• **What to do**
Everything in the entries except the pictures must be duplicated exactly.

= = = =

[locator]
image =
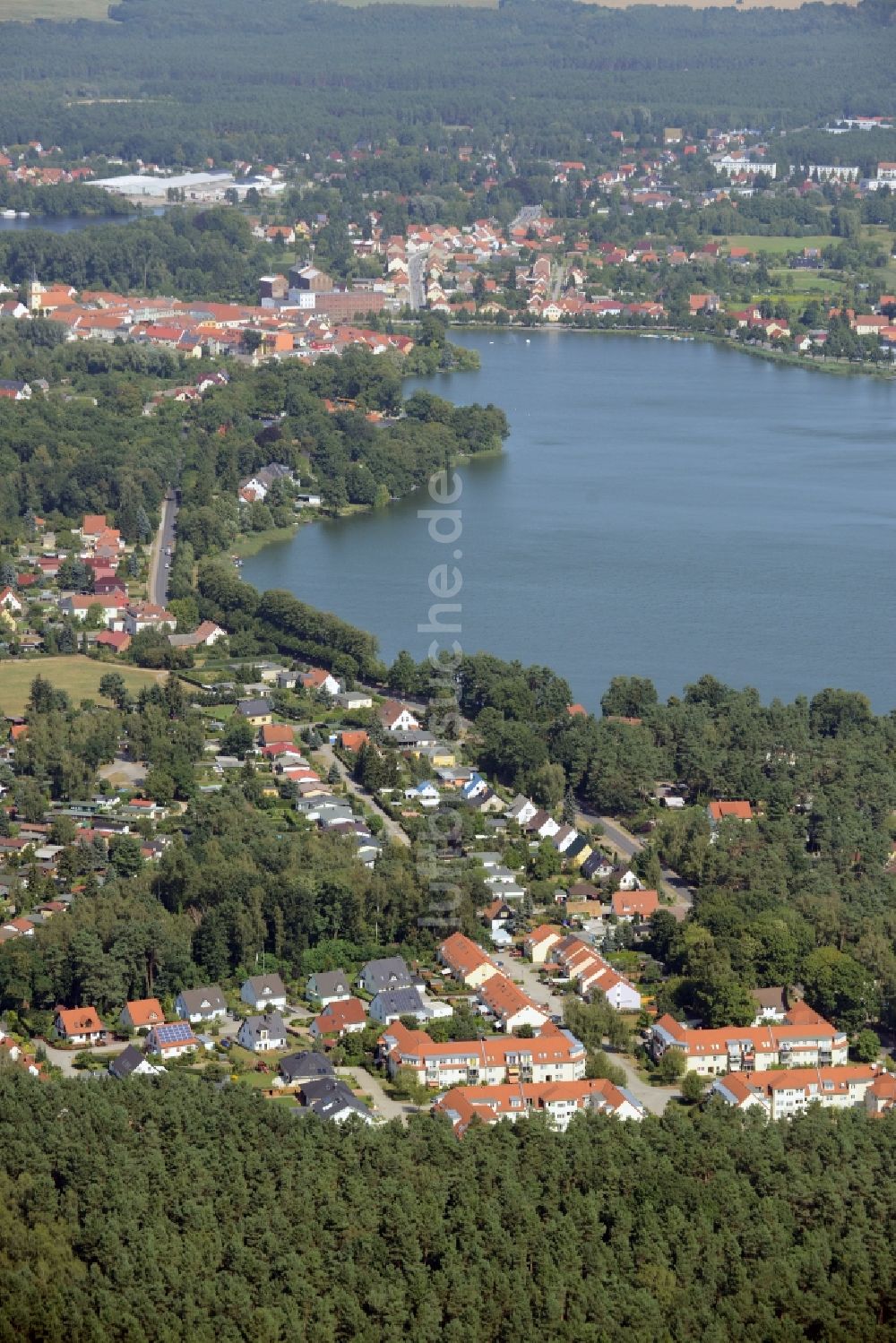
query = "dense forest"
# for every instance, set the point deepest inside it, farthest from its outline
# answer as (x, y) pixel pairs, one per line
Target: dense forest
(193, 254)
(293, 78)
(169, 1210)
(65, 457)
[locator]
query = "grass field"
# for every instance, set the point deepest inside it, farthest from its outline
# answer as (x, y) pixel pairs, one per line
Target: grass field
(75, 675)
(775, 245)
(26, 10)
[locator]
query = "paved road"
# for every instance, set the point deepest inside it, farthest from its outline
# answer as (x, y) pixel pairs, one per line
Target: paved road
(390, 826)
(627, 845)
(654, 1098)
(373, 1087)
(158, 583)
(65, 1058)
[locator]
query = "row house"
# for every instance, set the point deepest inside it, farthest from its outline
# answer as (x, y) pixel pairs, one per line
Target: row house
(508, 1005)
(551, 1055)
(805, 1039)
(788, 1092)
(560, 1101)
(592, 976)
(112, 605)
(466, 962)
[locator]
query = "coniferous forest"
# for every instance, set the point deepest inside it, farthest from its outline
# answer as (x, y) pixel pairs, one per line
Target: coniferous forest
(174, 1210)
(233, 81)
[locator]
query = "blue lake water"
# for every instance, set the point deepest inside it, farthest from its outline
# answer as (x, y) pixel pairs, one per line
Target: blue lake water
(661, 509)
(72, 223)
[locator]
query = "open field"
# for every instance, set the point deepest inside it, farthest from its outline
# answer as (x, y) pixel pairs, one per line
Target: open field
(26, 10)
(777, 245)
(75, 675)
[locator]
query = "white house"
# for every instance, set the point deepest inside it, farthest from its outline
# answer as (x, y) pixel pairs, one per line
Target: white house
(172, 1039)
(201, 1003)
(80, 1026)
(328, 986)
(317, 680)
(131, 1063)
(521, 810)
(392, 1003)
(265, 992)
(263, 1033)
(10, 602)
(424, 793)
(538, 943)
(398, 718)
(354, 700)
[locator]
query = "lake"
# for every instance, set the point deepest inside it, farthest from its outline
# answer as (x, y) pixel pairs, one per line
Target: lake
(72, 223)
(661, 509)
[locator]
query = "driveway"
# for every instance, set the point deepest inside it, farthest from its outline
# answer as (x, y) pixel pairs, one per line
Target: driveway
(627, 845)
(373, 1087)
(654, 1098)
(65, 1058)
(390, 828)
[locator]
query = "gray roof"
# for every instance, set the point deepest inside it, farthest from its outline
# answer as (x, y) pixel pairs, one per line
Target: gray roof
(266, 986)
(253, 708)
(306, 1066)
(328, 1098)
(126, 1061)
(402, 1003)
(390, 973)
(271, 1022)
(203, 1000)
(330, 982)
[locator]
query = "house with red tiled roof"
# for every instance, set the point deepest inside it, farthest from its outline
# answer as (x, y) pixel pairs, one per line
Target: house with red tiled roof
(466, 962)
(340, 1018)
(80, 1025)
(115, 640)
(634, 904)
(552, 1055)
(148, 616)
(880, 1096)
(805, 1039)
(277, 734)
(508, 1005)
(397, 718)
(786, 1092)
(560, 1101)
(10, 602)
(142, 1014)
(352, 740)
(538, 943)
(316, 680)
(739, 810)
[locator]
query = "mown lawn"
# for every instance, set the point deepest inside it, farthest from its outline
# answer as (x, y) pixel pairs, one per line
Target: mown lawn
(75, 675)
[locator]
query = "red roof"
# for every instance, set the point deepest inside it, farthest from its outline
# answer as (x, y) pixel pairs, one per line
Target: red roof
(627, 903)
(739, 810)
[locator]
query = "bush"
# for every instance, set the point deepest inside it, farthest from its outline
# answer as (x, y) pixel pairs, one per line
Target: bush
(692, 1088)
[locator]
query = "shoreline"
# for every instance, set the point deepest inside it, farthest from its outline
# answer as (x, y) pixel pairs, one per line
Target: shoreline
(839, 368)
(254, 543)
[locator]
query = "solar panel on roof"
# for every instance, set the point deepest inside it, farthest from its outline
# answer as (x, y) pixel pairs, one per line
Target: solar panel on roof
(177, 1030)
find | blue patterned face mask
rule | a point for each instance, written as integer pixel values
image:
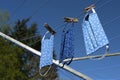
(47, 51)
(94, 35)
(67, 48)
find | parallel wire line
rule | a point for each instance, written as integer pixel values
(63, 72)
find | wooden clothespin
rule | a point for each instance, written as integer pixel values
(68, 19)
(87, 9)
(49, 29)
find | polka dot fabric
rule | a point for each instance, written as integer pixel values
(67, 49)
(47, 52)
(94, 35)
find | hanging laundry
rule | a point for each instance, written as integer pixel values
(94, 35)
(46, 51)
(67, 47)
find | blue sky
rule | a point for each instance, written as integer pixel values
(53, 11)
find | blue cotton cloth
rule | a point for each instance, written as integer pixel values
(46, 52)
(93, 33)
(67, 47)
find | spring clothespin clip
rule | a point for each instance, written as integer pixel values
(49, 29)
(69, 20)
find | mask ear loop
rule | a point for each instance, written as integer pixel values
(49, 66)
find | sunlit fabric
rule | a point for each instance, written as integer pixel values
(46, 52)
(67, 48)
(94, 35)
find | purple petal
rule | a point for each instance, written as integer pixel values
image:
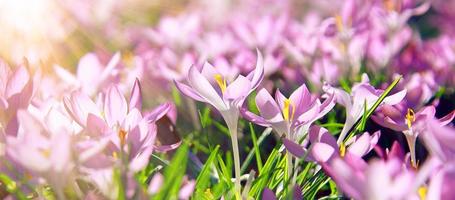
(323, 152)
(447, 119)
(188, 91)
(320, 134)
(115, 106)
(158, 112)
(205, 90)
(254, 118)
(238, 89)
(79, 105)
(268, 107)
(258, 71)
(95, 125)
(170, 147)
(187, 190)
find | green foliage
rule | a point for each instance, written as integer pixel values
(173, 175)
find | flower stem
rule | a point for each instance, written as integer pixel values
(411, 139)
(235, 149)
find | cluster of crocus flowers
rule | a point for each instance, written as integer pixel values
(362, 97)
(287, 115)
(210, 86)
(60, 130)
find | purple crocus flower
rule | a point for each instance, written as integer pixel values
(210, 86)
(378, 180)
(439, 141)
(362, 94)
(287, 115)
(226, 97)
(16, 91)
(43, 150)
(122, 123)
(323, 146)
(91, 76)
(403, 119)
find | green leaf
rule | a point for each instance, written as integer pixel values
(252, 153)
(204, 117)
(203, 180)
(176, 96)
(374, 107)
(173, 174)
(11, 186)
(257, 152)
(264, 176)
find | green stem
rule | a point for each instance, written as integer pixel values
(235, 150)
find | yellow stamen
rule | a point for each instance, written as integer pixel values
(221, 82)
(115, 155)
(342, 149)
(287, 111)
(339, 22)
(128, 58)
(422, 191)
(389, 5)
(122, 135)
(46, 153)
(410, 117)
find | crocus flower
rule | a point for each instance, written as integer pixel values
(323, 146)
(438, 139)
(211, 87)
(377, 180)
(186, 190)
(227, 98)
(362, 94)
(286, 115)
(123, 123)
(91, 76)
(43, 151)
(403, 119)
(16, 91)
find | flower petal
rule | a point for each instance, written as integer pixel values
(294, 148)
(115, 106)
(136, 96)
(188, 91)
(203, 87)
(268, 107)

= = = =

• **Response to the task**
[locator]
image =
query = "dense forest"
# for every instance, set the point deepest inside it, farthest from its outline
# answer as (x, y) pixel pairs, one per line
Target: dense forest
(193, 254)
(293, 78)
(169, 1210)
(65, 457)
[locator]
query = "grass field"
# for every instance, set the point deepest inside it, farthest from its outline
# answer as (x, y) pixel pairs, one per line
Target: grass field
(75, 675)
(775, 245)
(26, 10)
[locator]
query = "paved road"
# for every instance, set the point deepest inside it, farthest from its outline
# answer as (x, y) pixel pairs, one per line
Target: paved road
(390, 826)
(627, 845)
(654, 1098)
(373, 1087)
(158, 583)
(65, 1058)
[locator]
query = "row house"
# for every instance, set the point deepest inside it, farthest from its outline
# answer as (x, y) pixel pairs, one per line
Target: row house
(508, 1005)
(551, 1055)
(805, 1039)
(788, 1092)
(560, 1101)
(592, 976)
(112, 605)
(466, 962)
[locator]
query = "coniferous forest"
# for every instance, set the point deepest inside it, farthest from its outline
# answer as (x, y) pixel pairs, one per line
Target: coniferous forest
(174, 1210)
(233, 81)
[locator]
query = "blue lake water"
# for every instance, set the point deepest inside it, farthest from its outline
# answer as (x, y) pixel pairs, one per line
Target: blue lake water
(661, 509)
(72, 223)
[locator]
query = "open field"
# for every instance, set the point deepest inside it, farthest from its outline
# answer as (x, y) pixel pairs, one per line
Target: open field
(26, 10)
(777, 245)
(75, 675)
[locator]
query = "white house"
# for every instance, set the point deepest inside it, farthest from its outline
# answer as (x, y) pixel pairs, one per line
Target: white house
(172, 1039)
(201, 1003)
(80, 1026)
(328, 986)
(317, 680)
(131, 1063)
(521, 810)
(392, 1003)
(265, 992)
(263, 1033)
(10, 602)
(424, 793)
(538, 943)
(398, 718)
(354, 700)
[locator]
query = "lake"
# for every instance, set the point deepest inside it, farthest from its outline
# answer as (x, y) pixel pairs, one per line
Target: lake
(72, 223)
(661, 509)
[locator]
query = "driveway"
# for every instance, set the point deepest inside it, farthest from its outline
# answer as (x, y) pixel pairs, one per line
Target: driveway
(627, 845)
(373, 1087)
(654, 1098)
(65, 1058)
(390, 828)
[locator]
query = "gray roof"
# for every instance, set the point deepest inside it, farthest from its outline
# answer as (x, y) pixel pairs, one per line
Target: gray roof
(266, 986)
(253, 708)
(306, 1066)
(328, 1098)
(126, 1061)
(402, 1003)
(390, 973)
(271, 1022)
(203, 1000)
(330, 982)
[locator]
query = "house with red tiled roof"
# for every instance, set the point deepest inside it, farthest from its outline
# answer as (x, y) pixel pairs, one per line
Target: house with red tiled roof
(466, 962)
(340, 1018)
(80, 1025)
(115, 640)
(634, 904)
(552, 1055)
(148, 616)
(880, 1096)
(805, 1039)
(277, 734)
(508, 1005)
(397, 718)
(786, 1092)
(560, 1101)
(10, 602)
(142, 1014)
(352, 740)
(538, 943)
(316, 680)
(739, 810)
[locator]
query = "mown lawn"
# for every instance, set the point deepest inside it, farthest from its outline
# answer as (x, y) pixel pairs, one per line
Target: mown lawn
(75, 675)
[locator]
query = "red roof"
# for every instance, set the point deepest inside it, farthest from its outline
# answer as (x, y) pixel pairs, one per line
Target: red roof
(627, 903)
(739, 810)
[locator]
query = "bush"
# for every instance, set the point deepest inside it, farthest from its outline
# answer as (x, y) pixel pairs, one per line
Target: bush
(692, 1088)
[locator]
query = "shoreline"
# for every instance, set the point deepest inside it, farthest from its outline
# answer as (x, y) pixel pairs, one per line
Target: shoreline
(839, 368)
(254, 543)
[locator]
query = "solar panel on roof"
# for every instance, set the point deepest inside it, farthest from its outline
# answer as (x, y) pixel pairs, one per line
Target: solar panel on roof
(177, 1030)
find | blue patterned face mask
rule | a point for each instance, written as integer pixel values
image:
(47, 51)
(94, 35)
(67, 48)
find | parallel wire line
rule | a point for each instance, written as integer pixel values
(63, 72)
find | wooden clothespin
rule | a point for each instance, written as integer pixel values
(68, 19)
(87, 9)
(49, 29)
find | polka dot fabric
rule | a point for each instance, written as integer pixel values
(67, 49)
(47, 52)
(94, 35)
find | hanging laundry
rule | a point for each instance, written as integer pixel values
(94, 35)
(46, 51)
(67, 47)
find | blue sky
rule | a point for each instance, written as integer pixel values
(53, 11)
find | blue cotton cloth
rule | a point for each instance, written as integer pixel values
(46, 52)
(93, 33)
(67, 47)
find | spring clothespin clip
rule | a point for each instance, written as integer pixel values
(49, 29)
(69, 20)
find | mask ear loop
rule | a point for each instance, written as integer pixel values
(49, 66)
find | sunlit fabric
rule | a point for each instance, written as integer pixel values
(46, 52)
(67, 48)
(94, 35)
find | purple petal
rule | a point for each instance, written as integer pixel values
image:
(323, 152)
(447, 119)
(188, 91)
(320, 134)
(115, 106)
(158, 112)
(205, 90)
(254, 118)
(238, 89)
(79, 105)
(268, 107)
(258, 71)
(95, 125)
(170, 147)
(187, 190)
find | green foliage
rule | a point for each instance, written as integer pixel values
(173, 175)
find | flower stem
rule | a point for each instance, written as integer pixel values
(411, 139)
(235, 149)
find | cluster of crocus flowers
rule | a point for each instance, written as integer pixel values
(362, 97)
(287, 115)
(210, 86)
(60, 130)
find | purple crocus flower
rule | a point for each instance, written as integer pixel values
(210, 86)
(378, 180)
(439, 141)
(362, 94)
(287, 115)
(226, 97)
(16, 91)
(43, 150)
(122, 123)
(323, 146)
(91, 76)
(403, 119)
find | green leaf
rule | a point for each instance, written as integer pixel values
(252, 153)
(204, 117)
(203, 180)
(176, 96)
(374, 107)
(173, 174)
(11, 186)
(257, 152)
(264, 176)
find | green stem
rule | a point for each instance, written as integer pixel values
(235, 150)
find | yellow stamen
rule | a point for each instance, written as integer pixel values
(221, 82)
(115, 155)
(342, 149)
(287, 111)
(339, 22)
(128, 58)
(422, 191)
(389, 5)
(122, 135)
(46, 153)
(410, 117)
find | crocus flower
rule | a point for each instance, written as integer pixel values
(323, 146)
(438, 139)
(211, 87)
(377, 180)
(186, 190)
(227, 98)
(362, 94)
(286, 115)
(123, 123)
(91, 76)
(43, 151)
(403, 119)
(16, 91)
find | flower petal
rule | a point for each instance, written as integer pixel values
(294, 148)
(115, 106)
(136, 96)
(188, 91)
(203, 87)
(268, 107)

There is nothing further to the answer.